REQUIRED TASK:
Repeat the entries below exactly as they appear, with no pictures.

INPUT FOR THIS TASK:
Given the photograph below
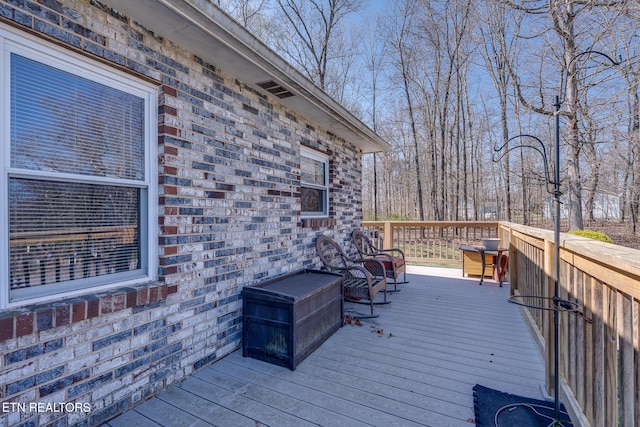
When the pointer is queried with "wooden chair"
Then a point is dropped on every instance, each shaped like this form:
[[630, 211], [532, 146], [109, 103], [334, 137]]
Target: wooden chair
[[392, 259], [363, 278]]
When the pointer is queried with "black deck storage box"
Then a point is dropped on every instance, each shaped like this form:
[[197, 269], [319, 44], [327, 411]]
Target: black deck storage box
[[287, 317]]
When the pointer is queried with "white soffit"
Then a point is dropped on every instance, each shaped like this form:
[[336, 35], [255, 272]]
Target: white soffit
[[207, 31]]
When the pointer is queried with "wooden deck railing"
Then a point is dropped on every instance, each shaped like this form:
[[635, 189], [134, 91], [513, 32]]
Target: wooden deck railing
[[429, 242], [599, 348]]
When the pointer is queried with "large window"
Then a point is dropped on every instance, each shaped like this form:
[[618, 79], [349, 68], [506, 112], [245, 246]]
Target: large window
[[314, 183], [77, 178]]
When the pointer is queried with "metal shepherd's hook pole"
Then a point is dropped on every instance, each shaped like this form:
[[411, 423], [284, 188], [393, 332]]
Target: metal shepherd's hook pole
[[556, 262]]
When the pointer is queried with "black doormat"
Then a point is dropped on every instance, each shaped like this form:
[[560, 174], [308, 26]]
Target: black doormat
[[493, 405]]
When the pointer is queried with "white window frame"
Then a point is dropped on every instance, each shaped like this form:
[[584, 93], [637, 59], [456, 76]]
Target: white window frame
[[324, 159], [28, 46]]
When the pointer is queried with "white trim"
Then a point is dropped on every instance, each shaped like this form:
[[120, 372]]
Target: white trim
[[323, 158], [28, 46]]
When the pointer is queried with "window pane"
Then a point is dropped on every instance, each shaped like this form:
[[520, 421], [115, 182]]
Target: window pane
[[60, 232], [64, 123], [312, 171], [312, 200]]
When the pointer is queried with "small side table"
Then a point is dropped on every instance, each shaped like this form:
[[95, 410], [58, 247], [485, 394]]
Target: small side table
[[496, 255]]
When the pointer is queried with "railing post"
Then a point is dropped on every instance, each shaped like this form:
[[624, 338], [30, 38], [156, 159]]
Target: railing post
[[388, 234]]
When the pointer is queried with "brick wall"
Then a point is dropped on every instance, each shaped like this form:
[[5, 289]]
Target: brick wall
[[228, 217]]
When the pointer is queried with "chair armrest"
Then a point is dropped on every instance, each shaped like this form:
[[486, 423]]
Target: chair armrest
[[392, 250], [374, 266]]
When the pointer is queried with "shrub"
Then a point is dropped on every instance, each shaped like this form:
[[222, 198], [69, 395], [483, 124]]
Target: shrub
[[593, 235]]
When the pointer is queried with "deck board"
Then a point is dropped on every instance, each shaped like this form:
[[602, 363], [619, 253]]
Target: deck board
[[414, 365]]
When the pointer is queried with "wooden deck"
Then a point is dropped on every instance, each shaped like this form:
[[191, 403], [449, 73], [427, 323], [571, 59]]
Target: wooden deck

THE REPLY:
Given the photograph below
When the pointer is queried with "wooden chair"
Then a point is dropped on every instance, each shaped like this form:
[[630, 211], [532, 146], [109, 103], [334, 137]]
Target: wooden chair
[[392, 259], [363, 278]]
When the pointer is queried with "black deck storage box"
Then a point is dropped on every instance, each shaped like this form:
[[197, 269], [319, 44], [327, 411]]
Target: black deck storage box
[[287, 317]]
When the pointer is queried with "white soffit"
Then a point is dropped on every instance, each shaped like this form:
[[336, 35], [255, 272]]
Target: white soffit
[[207, 31]]
When the pointer is queried with "wooden deck railing"
Then a point is dropped on every instance, each shaped like this form:
[[635, 189], [134, 91], [513, 32]]
Target: wooden deck railing
[[429, 242], [599, 348]]
When the pointer is queried with "large window"
Then a point is dropped on every instance, each shaped like this form:
[[618, 79], [349, 68], [506, 112], [245, 246]]
Target: large window
[[314, 183], [77, 178]]
When the pointer is queried with "metal shepherd's hook pole"
Then a point is dropped on every instance, each shaped like this form:
[[411, 423], [284, 188], [393, 332]]
Target: metal shepherd's hook pole
[[556, 262]]
When the pointer is queried with "black doormat"
Then a point is dropped on every instance, each shaped like this form:
[[560, 174], [308, 26]]
Target: black doormat
[[493, 405]]
When the pointer is queried with "white window frame"
Then a point is dropped on every instance, each shaped like this form:
[[584, 93], [637, 59], [456, 76]]
Target: white window frame
[[324, 159], [28, 46]]
When the pointer is queried with "white trim"
Then a point is dropped on every instance, each shaped like this form:
[[120, 372]]
Target: white trim
[[323, 158], [28, 46]]
When the pointer is queried with "window pane"
Then a point is dropped on every instance, each shaped like this form:
[[520, 421], [115, 182]]
Target: window pane
[[60, 232], [64, 123], [312, 171], [312, 200]]
When the pointer is queried with "small side table"
Then a point is dropped on every instance, each shaped like this form:
[[95, 410], [58, 247], [485, 394]]
Target: small side table
[[496, 255]]
When the pointer is queried with "railing post"
Then a point is dropped on every instance, each shaped like this form:
[[624, 338], [30, 38], [156, 159]]
Target: railing post
[[388, 234]]
When the pointer is queried with "brick wall"
Then a point is dropped on every instance, each shaped like this form:
[[5, 289]]
Target: brick wall
[[228, 217]]
When the pointer is queried with "chair armrest"
Then a point is dropped on every instance, each shaped like this form:
[[486, 423]]
Target: chair armrest
[[392, 250], [374, 266]]
When the pointer is queried with "shrub"
Then a point is dropped on every instance, each shaped like this form:
[[222, 198], [69, 395], [483, 124]]
Target: shrub
[[593, 235]]
When the pointer is queried with "deck board"
Then a point is dropped on every instance, each shaped like this form:
[[602, 363], [619, 253]]
Target: deck board
[[414, 365]]
When the pointer is queried with "wooden deck"
Then a point is dropped on every instance, each shaped like this form:
[[191, 403], [449, 73], [427, 323], [571, 59]]
Target: wooden deck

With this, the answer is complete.